* [TEXT EXCERPT]
============================================================

Windows, like Linux, runs user mode applications using virtual memory address translation. A pointer in a Windows program does not point to physical memory, rather it is a pointer into virtual address space which is the translated by the TLB and page tables to the actual physical address. In a virtual machine such as Virtual PC or QEMU, this translation may be done in software. Read posting Part 8 for some background into how this is done.

On top of that, Windows and Linux are lazy about even allocating the physical memory until it is actually used, which is sort of the whole point of virtual memory. A Windows program can allocate 100 gigabytes of virtual memory even on computer with perhaps two gigabytes of actual physical RAM. The operating system allocates the mapping of virtual to physical memory as needed, swapping pages of physical memory out of the pagefile to give the illusion of these being 100 gigabytes of memory on a two-gigabyte machine.

A further optimization which Windows performs is to not even assign the physical memory page until a given page of virtual memory is actually written to. The write operation is the key, because for as long as you merely allocate memory and read from it, you will read zero values. The operating system plays page table tricks to map all of the pages of a block of virtual memory to a common 4K zero page. For example, that 100-gigabyte allocation would consist of over 26 million pages, but Windows merely needs to set those 26 million page table entries to all point to the exact same 4K page that contains nothing but zeroes and which is marked as a read-only page.

When a write finally occurs, the x86 processor throws an Access Violation exception, since the page table has that zero page marked as read-only. At this point, the Windows kernel then allocates the new physical page (possibly swapping one out to the pagefile to make room), changes the page table entry in the program's page table to now make that 4K block of virtual memory translate to the newly allocated physicla page, and then restarts the faulting x86 instruction to complete the write.

As a further optimization, Windows may not even allocate the page table entries themselves until they are referenced. In other words, page tables themselves are swapped in and out of the pagefile, so just the mere act of reading newly allocated virtual memory can cause an Access Violation as well. Windows uses this trick to lazy allocate page table memory, and it is during this read fault that Windows will initialize the page table entry to point to that common zero page.

============================================================

* [SUPPLIED DATA]
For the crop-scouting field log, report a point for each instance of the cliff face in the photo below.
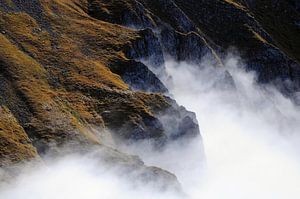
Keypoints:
(78, 71)
(265, 34)
(67, 78)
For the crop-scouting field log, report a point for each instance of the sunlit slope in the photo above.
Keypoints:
(57, 76)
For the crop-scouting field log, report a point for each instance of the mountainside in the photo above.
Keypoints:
(86, 73)
(264, 36)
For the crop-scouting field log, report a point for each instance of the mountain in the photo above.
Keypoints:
(86, 73)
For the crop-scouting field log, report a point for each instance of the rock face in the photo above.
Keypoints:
(265, 34)
(68, 67)
(67, 78)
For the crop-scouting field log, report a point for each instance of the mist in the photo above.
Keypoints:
(248, 149)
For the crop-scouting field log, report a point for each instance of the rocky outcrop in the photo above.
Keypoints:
(68, 80)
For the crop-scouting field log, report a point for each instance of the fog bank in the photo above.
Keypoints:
(251, 144)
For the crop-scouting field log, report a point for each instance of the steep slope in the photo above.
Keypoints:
(265, 38)
(69, 79)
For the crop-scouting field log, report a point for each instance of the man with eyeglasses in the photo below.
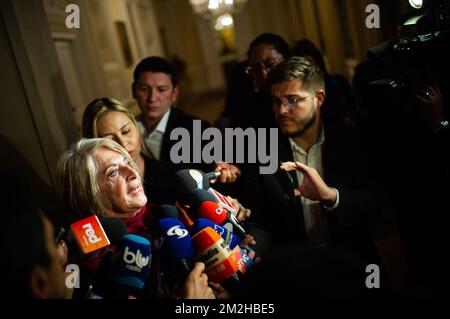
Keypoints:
(319, 194)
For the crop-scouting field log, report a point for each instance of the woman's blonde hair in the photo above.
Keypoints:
(99, 108)
(77, 176)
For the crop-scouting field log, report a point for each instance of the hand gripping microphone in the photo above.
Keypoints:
(92, 234)
(219, 215)
(133, 268)
(211, 249)
(191, 179)
(244, 258)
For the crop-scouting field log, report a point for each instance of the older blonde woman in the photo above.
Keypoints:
(98, 176)
(108, 118)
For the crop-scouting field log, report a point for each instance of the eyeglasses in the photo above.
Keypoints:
(290, 102)
(256, 68)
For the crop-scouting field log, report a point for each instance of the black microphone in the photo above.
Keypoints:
(177, 249)
(123, 274)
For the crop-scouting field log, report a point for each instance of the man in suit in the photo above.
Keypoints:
(155, 89)
(324, 194)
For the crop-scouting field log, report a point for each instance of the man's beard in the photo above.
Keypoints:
(305, 124)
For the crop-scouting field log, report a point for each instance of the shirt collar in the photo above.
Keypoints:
(162, 125)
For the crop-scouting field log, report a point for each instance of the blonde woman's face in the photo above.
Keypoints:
(120, 185)
(118, 126)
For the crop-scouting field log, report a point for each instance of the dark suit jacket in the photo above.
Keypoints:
(276, 209)
(176, 119)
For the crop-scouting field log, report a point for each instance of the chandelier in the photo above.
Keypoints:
(214, 8)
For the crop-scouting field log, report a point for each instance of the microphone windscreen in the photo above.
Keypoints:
(195, 197)
(115, 228)
(188, 179)
(230, 239)
(177, 238)
(133, 266)
(213, 212)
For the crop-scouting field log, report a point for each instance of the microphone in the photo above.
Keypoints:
(213, 212)
(84, 234)
(245, 259)
(89, 235)
(188, 179)
(134, 267)
(123, 273)
(220, 215)
(211, 249)
(178, 247)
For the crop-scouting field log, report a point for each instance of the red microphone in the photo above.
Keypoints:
(211, 249)
(89, 234)
(213, 212)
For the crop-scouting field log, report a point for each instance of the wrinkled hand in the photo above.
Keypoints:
(228, 173)
(313, 187)
(242, 212)
(196, 285)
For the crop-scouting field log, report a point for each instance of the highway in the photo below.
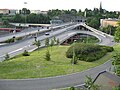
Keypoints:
(58, 81)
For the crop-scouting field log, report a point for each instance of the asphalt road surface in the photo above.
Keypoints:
(51, 82)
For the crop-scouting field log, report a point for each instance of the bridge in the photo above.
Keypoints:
(59, 81)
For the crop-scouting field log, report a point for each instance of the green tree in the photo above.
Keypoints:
(47, 42)
(7, 57)
(117, 33)
(18, 18)
(6, 22)
(52, 43)
(89, 84)
(58, 41)
(38, 44)
(47, 56)
(25, 53)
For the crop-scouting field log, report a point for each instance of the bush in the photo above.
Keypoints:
(88, 52)
(25, 53)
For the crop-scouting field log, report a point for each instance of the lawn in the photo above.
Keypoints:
(35, 65)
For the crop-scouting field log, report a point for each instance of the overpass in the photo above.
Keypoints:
(58, 81)
(62, 32)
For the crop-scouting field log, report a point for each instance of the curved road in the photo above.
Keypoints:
(58, 81)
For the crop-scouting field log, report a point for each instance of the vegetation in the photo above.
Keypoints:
(88, 52)
(47, 42)
(47, 56)
(35, 65)
(117, 33)
(25, 53)
(7, 57)
(109, 29)
(11, 40)
(116, 59)
(89, 84)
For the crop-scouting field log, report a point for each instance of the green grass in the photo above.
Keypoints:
(35, 66)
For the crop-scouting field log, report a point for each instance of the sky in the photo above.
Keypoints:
(110, 5)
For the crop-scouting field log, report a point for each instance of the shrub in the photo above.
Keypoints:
(88, 52)
(25, 53)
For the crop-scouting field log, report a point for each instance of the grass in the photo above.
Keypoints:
(35, 65)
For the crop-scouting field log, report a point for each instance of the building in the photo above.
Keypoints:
(4, 11)
(106, 22)
(107, 81)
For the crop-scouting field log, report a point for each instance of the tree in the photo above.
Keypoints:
(6, 22)
(7, 57)
(47, 42)
(54, 38)
(18, 18)
(89, 84)
(52, 43)
(58, 41)
(117, 33)
(47, 56)
(25, 53)
(38, 44)
(116, 62)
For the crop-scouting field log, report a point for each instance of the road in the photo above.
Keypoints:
(52, 82)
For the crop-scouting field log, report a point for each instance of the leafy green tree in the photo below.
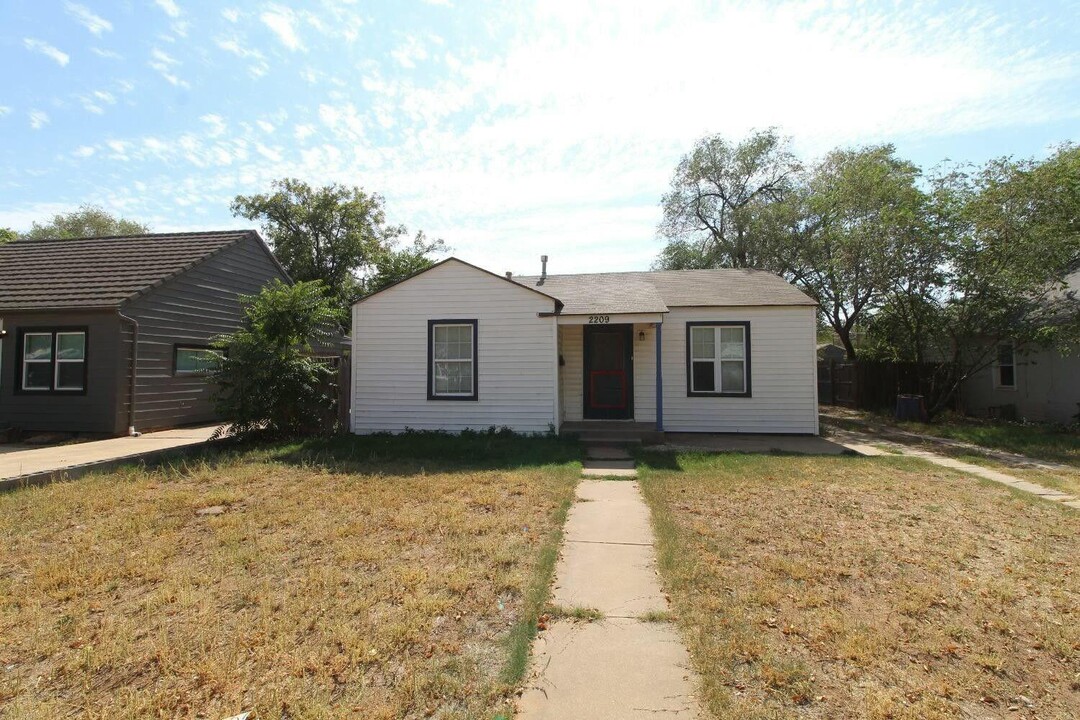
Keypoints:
(394, 265)
(268, 382)
(88, 221)
(859, 234)
(334, 233)
(717, 212)
(1011, 233)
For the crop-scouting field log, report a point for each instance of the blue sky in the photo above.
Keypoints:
(509, 130)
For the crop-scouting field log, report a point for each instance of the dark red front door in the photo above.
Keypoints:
(609, 371)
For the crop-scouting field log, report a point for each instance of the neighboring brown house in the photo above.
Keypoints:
(73, 314)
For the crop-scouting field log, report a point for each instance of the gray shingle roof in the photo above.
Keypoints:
(611, 293)
(98, 272)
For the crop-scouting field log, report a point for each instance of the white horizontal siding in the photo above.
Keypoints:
(515, 348)
(645, 374)
(783, 374)
(570, 372)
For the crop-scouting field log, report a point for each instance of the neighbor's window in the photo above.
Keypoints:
(194, 360)
(451, 367)
(54, 361)
(718, 358)
(1006, 367)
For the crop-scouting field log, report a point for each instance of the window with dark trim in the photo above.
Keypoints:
(717, 360)
(52, 361)
(194, 360)
(453, 372)
(1004, 367)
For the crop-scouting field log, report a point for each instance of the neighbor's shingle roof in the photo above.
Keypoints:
(98, 272)
(610, 293)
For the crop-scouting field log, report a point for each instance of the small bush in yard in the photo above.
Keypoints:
(268, 380)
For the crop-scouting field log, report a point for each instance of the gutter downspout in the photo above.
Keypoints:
(133, 374)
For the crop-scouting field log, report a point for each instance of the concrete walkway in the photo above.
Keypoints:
(869, 445)
(620, 667)
(41, 464)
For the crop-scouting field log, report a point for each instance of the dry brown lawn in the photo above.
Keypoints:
(316, 594)
(854, 587)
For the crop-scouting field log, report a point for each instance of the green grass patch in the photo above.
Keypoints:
(577, 613)
(520, 640)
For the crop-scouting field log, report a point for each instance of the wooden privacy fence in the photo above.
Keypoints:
(874, 385)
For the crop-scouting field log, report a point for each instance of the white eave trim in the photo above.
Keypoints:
(611, 318)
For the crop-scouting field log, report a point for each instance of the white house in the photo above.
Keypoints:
(457, 347)
(1031, 383)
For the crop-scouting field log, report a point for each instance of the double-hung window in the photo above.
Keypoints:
(718, 358)
(53, 361)
(451, 360)
(1004, 367)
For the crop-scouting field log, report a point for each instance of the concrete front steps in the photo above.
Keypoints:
(612, 432)
(609, 445)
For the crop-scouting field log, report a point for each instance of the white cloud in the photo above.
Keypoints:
(282, 22)
(38, 119)
(170, 8)
(555, 126)
(258, 65)
(165, 65)
(82, 14)
(409, 52)
(49, 51)
(269, 153)
(217, 124)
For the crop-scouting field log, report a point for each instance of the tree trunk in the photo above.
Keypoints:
(845, 334)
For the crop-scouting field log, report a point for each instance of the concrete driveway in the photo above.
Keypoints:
(19, 465)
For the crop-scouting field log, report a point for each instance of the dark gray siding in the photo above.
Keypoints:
(192, 309)
(91, 412)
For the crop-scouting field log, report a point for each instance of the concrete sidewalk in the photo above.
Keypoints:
(620, 667)
(68, 461)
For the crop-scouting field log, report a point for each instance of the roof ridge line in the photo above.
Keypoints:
(145, 235)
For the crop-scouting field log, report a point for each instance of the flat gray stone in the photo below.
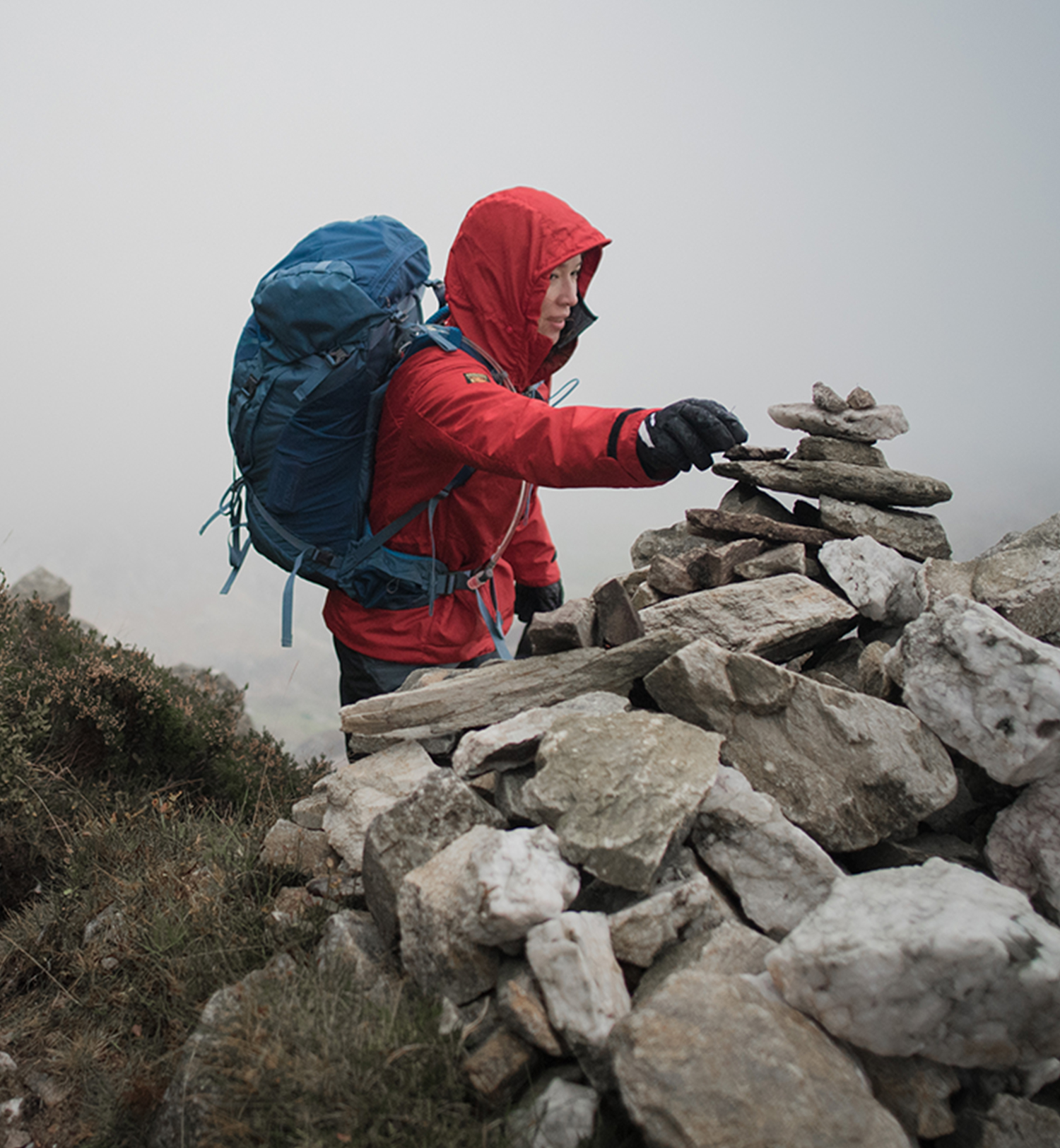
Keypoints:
(819, 449)
(777, 618)
(351, 940)
(857, 425)
(933, 960)
(911, 533)
(513, 744)
(726, 947)
(502, 689)
(668, 540)
(563, 1116)
(1020, 578)
(743, 498)
(846, 768)
(618, 787)
(358, 791)
(513, 879)
(717, 566)
(618, 623)
(570, 627)
(413, 830)
(670, 577)
(984, 686)
(877, 485)
(290, 846)
(716, 1062)
(724, 525)
(791, 558)
(642, 930)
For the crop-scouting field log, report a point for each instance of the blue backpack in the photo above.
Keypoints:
(331, 323)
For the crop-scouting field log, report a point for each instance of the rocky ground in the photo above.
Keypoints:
(761, 839)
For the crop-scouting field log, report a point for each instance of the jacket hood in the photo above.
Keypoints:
(498, 274)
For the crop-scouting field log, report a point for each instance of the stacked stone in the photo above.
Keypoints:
(839, 464)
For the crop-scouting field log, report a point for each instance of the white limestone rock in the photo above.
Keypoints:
(879, 582)
(358, 791)
(513, 743)
(933, 960)
(584, 990)
(410, 833)
(857, 425)
(618, 787)
(984, 686)
(563, 1116)
(710, 1061)
(777, 870)
(432, 910)
(514, 879)
(846, 768)
(777, 618)
(1020, 578)
(1023, 846)
(911, 533)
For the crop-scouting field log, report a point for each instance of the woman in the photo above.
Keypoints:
(517, 279)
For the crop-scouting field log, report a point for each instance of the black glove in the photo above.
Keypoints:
(684, 435)
(537, 599)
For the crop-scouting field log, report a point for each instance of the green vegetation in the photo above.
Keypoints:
(131, 806)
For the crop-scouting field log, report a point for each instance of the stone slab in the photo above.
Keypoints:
(777, 618)
(618, 787)
(724, 524)
(877, 485)
(856, 425)
(911, 533)
(846, 768)
(819, 449)
(502, 689)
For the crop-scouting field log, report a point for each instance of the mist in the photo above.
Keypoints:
(864, 194)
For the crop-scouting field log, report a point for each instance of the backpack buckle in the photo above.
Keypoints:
(480, 579)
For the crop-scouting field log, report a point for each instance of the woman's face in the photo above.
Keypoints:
(560, 298)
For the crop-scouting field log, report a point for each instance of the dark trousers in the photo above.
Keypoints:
(360, 676)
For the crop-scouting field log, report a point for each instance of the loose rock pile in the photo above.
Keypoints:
(767, 879)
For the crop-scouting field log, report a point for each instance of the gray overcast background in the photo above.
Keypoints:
(864, 193)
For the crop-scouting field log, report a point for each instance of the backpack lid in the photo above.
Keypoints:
(336, 283)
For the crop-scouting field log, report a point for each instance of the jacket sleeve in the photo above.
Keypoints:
(469, 418)
(531, 552)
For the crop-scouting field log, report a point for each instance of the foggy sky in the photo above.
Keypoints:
(864, 194)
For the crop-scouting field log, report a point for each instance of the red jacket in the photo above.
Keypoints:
(443, 411)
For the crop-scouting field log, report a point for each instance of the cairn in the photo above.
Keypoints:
(761, 840)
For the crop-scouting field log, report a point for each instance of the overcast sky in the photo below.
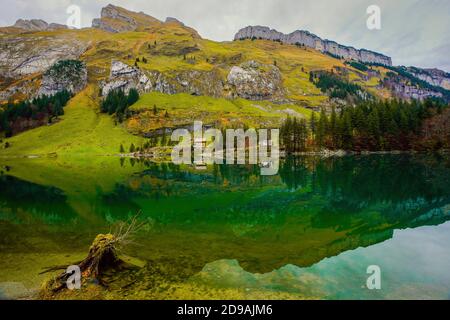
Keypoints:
(414, 32)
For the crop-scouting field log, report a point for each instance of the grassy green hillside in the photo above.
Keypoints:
(82, 130)
(182, 109)
(171, 48)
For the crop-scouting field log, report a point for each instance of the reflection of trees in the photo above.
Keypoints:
(19, 196)
(353, 183)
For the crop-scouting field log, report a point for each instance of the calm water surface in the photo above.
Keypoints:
(309, 232)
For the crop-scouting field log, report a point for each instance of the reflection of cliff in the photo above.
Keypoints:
(20, 200)
(314, 210)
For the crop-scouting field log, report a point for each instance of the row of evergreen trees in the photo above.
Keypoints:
(117, 102)
(48, 107)
(372, 126)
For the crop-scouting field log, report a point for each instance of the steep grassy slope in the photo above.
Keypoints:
(182, 109)
(172, 48)
(82, 130)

============================================================

* [TASKS AND EXERCISES]
**1.** Return each line of the entries that contains the string "gray", matching case exactly.
**2.** Continue the passage on Windows virtual memory from the point where it stops.
The passage on Windows virtual memory and the entries are unrelated material.

* [ANSWERS BY TASK]
**1.**
For the crop-scouting field log, report a point for each instance of the gray shingle roof in the photo above.
For the crop-scouting field log, report a point for each instance of the dark gray siding in the photo above.
For the crop-scouting field log, report a point for each instance of the flat gray stone in the photo below.
For the crop-scouting field log, report a point for each instance of the gray overcast background in the photo above.

**2.**
With this knowledge, you can see that the ADC instruction could cause two faults, a read Access Violation fault, followed by a write Access Violation fault. This is in fact exactly what both QEMU 0.9 and Virtual PC 7.02 generate - a read fault and a write fault. It is also wrong!

Because a real x86 processor implements read-modify-write memory operations as a write snoop to the memory bus. Since the ADC instruction knows that it will perform both a read and a write, the ADC (and other arithmetic instructions capable of read-modify-write operations such as ADD SUB INC DEC XOR AND etc.) ask the memory bus for exclusive write access to that memory location. This is so that other cores can flush any cached (and soon to be stale) copies of that memory. Real x86 hardware, whether Intel or AMD and regardless of the processor model, generates only the write fault. The Windows kernel then sees that fault and bundles all of its actions together - allocate a page entry, allocate a physical page, map the entry to the page, and mask it writable - in one single round trip to the kernel. When the ADC instruction is then restarted, the memory is writable and the write succeeds.

Where Virtual PC 7.02 screws up is it seems to treat the read-modify-write operation as three separate operations consisting of the read from memory, the addition operation, and the write. What would then happen is this:

  •     The initial read faults, Windows maps the memory pointed to by EAX to the common zero page.
  •     The block of jitted code corresponding to the ADC instruction is executed again from the beginning, this time the read succeeds and reads the value 0.
  •     The addition is performed, getting a result of 2 and clearing the Carry Flags (since 0+1+1 does not cause arithmetic overflow).
  •     The write of 2 is attempted. This causes a write exception, Windows now goes and maps the page table entry to a fresh physical page.
  •     The block of jitted code corresponding to the ADC instruction is executed yet again from the beginning, repeating the read (which reads zero), repeating the addition, which now gives 0+1+0=1 due to Carry Flag already being cleared, and writing the value of 1.

Memory gets corrupted and the program fails. Virtual PC 7.02 has two gross errors:

  • it treats a read-modify-write operation as two distinct memory operations, and,
  • it updates the guest x86 register state such the Carry Flag before it knows that the whole guest instruction will succeed.

QEMU 0.9 suffers from the first error as well, generating distinct read and write faults, and thus failing that portion of the test. Sadly, WinQEMU 0.10.2 as well as the latest QEMU 0.12.5 all fail this first simple test.

QEMU does correctly write the value 2 in this case, which at least indicates that it is buffering writing out the arithmetic flags state until after the write has succeeded. Memory at least is not corrupted by QEMU, but the incorrect fault on read could be detected by code running inside of the QEMU virtual machine.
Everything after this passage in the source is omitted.